━━ Listed entries

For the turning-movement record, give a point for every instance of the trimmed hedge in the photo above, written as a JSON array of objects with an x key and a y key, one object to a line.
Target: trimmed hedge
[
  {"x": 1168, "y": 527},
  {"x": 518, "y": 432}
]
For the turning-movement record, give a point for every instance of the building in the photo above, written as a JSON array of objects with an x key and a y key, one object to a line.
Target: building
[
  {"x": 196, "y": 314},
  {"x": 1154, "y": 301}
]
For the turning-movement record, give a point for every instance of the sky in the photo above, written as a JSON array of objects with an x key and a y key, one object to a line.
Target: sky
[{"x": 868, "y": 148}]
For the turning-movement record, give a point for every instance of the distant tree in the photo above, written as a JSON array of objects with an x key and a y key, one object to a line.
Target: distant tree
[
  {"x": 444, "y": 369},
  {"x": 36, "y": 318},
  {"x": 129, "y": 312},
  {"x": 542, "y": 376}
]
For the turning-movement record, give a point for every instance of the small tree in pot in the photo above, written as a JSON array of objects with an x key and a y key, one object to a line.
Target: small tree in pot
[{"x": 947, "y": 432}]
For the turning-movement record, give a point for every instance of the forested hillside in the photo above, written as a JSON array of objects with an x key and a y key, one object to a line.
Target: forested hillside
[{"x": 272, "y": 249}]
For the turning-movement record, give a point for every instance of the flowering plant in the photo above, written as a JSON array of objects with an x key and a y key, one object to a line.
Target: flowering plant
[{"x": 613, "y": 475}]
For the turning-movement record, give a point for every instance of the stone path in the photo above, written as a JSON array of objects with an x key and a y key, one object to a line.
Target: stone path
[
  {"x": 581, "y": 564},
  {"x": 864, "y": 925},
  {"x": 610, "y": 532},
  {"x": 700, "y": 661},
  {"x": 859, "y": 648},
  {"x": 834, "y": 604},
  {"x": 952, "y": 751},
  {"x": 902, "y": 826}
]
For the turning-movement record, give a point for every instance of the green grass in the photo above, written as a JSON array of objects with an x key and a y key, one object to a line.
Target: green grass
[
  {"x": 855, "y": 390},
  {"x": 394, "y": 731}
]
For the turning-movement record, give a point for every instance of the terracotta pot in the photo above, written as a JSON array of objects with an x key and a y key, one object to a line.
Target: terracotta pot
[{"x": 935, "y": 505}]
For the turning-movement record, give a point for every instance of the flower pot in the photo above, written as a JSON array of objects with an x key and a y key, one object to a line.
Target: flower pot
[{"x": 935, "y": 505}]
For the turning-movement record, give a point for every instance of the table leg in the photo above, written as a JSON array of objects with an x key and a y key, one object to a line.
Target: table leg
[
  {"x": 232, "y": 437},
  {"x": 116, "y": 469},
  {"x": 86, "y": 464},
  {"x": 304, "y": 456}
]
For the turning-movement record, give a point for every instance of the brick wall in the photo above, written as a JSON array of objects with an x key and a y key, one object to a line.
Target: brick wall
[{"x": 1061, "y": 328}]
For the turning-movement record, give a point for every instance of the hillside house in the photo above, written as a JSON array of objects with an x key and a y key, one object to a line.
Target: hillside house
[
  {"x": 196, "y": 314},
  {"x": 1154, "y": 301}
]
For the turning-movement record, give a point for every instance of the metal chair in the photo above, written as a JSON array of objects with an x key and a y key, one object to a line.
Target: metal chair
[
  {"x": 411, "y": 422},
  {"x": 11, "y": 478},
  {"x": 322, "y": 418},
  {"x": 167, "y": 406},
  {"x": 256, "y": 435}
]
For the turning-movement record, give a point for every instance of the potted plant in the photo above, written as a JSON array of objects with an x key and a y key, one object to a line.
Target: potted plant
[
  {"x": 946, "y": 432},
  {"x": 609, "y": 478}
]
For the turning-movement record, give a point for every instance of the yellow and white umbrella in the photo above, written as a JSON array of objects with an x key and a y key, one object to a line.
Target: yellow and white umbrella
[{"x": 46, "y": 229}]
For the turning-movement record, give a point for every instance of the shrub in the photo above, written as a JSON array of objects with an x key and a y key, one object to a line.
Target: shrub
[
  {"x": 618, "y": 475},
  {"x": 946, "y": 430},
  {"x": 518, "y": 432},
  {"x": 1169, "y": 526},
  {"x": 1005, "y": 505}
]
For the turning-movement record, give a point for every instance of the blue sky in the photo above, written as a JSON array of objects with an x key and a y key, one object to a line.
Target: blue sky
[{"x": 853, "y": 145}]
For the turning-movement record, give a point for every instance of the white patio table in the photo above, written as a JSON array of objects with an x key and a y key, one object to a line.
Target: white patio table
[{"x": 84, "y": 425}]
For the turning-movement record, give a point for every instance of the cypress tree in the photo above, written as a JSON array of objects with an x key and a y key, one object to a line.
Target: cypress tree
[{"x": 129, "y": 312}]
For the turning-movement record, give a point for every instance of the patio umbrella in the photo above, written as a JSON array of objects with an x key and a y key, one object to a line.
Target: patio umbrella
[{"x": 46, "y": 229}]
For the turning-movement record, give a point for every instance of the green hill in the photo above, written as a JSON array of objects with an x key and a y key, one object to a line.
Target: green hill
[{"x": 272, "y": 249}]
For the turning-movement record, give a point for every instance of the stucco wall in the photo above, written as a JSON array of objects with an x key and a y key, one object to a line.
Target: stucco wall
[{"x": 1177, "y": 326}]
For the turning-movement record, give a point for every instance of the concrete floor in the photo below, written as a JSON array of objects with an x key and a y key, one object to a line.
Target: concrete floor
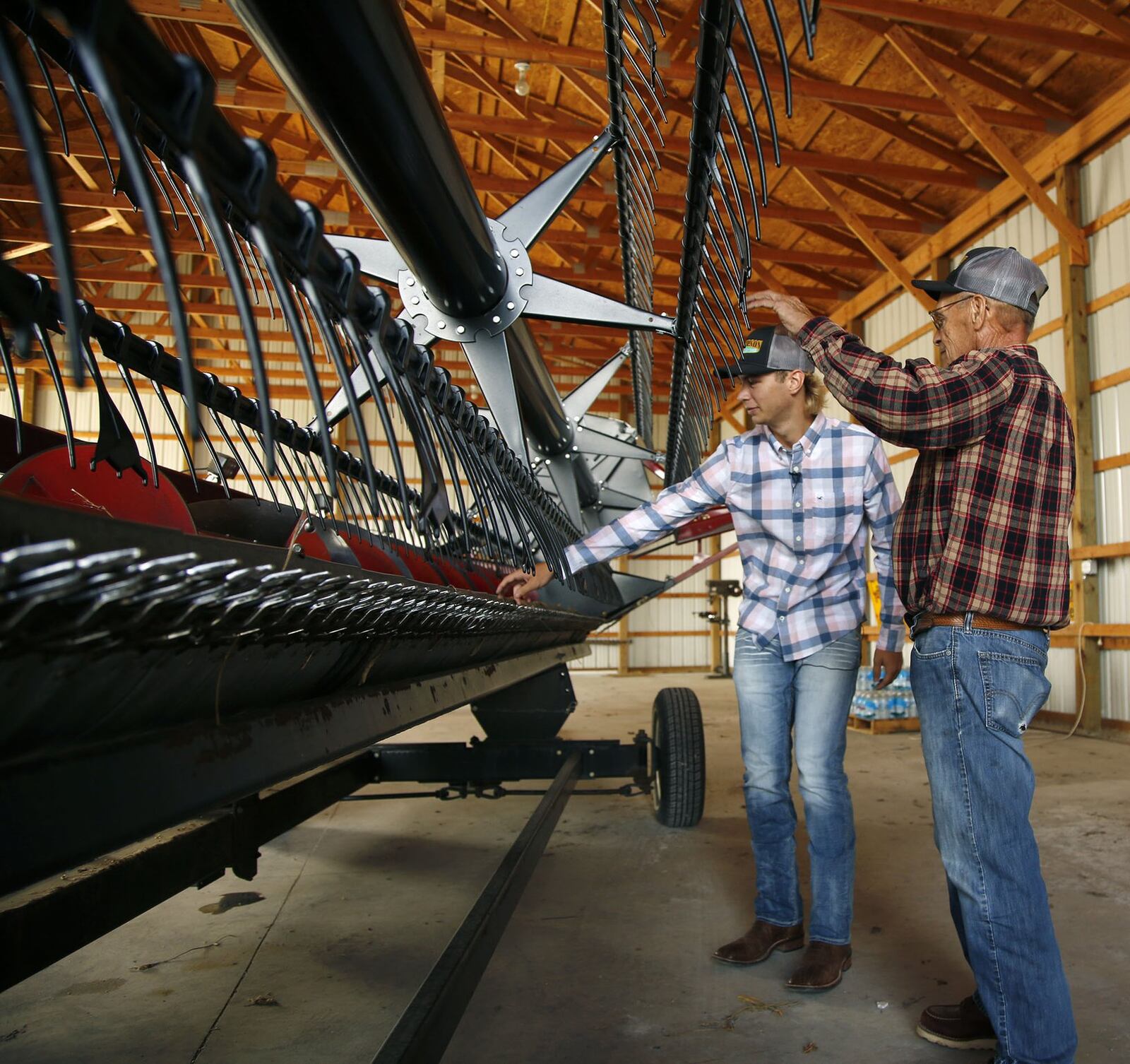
[{"x": 607, "y": 958}]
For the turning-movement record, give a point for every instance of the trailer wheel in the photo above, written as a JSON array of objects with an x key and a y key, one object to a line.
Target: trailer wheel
[{"x": 678, "y": 764}]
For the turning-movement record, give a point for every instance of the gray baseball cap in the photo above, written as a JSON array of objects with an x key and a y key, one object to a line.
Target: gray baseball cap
[
  {"x": 999, "y": 273},
  {"x": 766, "y": 350}
]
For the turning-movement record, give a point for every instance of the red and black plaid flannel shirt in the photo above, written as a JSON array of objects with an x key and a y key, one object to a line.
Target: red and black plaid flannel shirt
[{"x": 985, "y": 524}]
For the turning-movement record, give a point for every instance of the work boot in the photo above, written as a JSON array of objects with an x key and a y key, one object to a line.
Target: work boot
[
  {"x": 756, "y": 945},
  {"x": 958, "y": 1027},
  {"x": 822, "y": 967}
]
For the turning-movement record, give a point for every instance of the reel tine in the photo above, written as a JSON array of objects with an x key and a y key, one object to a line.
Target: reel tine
[
  {"x": 9, "y": 372},
  {"x": 49, "y": 355},
  {"x": 131, "y": 388},
  {"x": 23, "y": 111},
  {"x": 177, "y": 431},
  {"x": 218, "y": 229},
  {"x": 130, "y": 153}
]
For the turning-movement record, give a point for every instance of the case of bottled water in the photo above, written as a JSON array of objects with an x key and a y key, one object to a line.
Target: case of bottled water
[{"x": 893, "y": 702}]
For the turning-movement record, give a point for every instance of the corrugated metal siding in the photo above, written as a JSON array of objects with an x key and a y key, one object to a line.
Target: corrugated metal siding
[{"x": 1105, "y": 184}]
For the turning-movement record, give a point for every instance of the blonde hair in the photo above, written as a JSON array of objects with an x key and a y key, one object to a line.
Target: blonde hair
[{"x": 816, "y": 395}]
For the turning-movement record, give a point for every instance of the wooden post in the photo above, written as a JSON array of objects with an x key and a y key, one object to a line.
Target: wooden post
[
  {"x": 624, "y": 628},
  {"x": 939, "y": 271},
  {"x": 28, "y": 394},
  {"x": 623, "y": 632},
  {"x": 713, "y": 545},
  {"x": 1077, "y": 396}
]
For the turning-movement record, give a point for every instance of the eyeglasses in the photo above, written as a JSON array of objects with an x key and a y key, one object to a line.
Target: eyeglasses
[{"x": 938, "y": 317}]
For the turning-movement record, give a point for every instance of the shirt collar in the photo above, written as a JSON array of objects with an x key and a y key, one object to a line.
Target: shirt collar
[{"x": 806, "y": 442}]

━━━━

# The exercise
Copy the items starting at the line that contains "of the shirt" and ending at the last line of the items, swapping "shirt collar" for "coat collar" and leaving everything else unchanged.

# Output below
For the turning-movement record, give a point for every instance of the coat collar in the photo above, written as a JSON array of objects with an x key and a y key, one object to a line.
Target: coat collar
[{"x": 806, "y": 442}]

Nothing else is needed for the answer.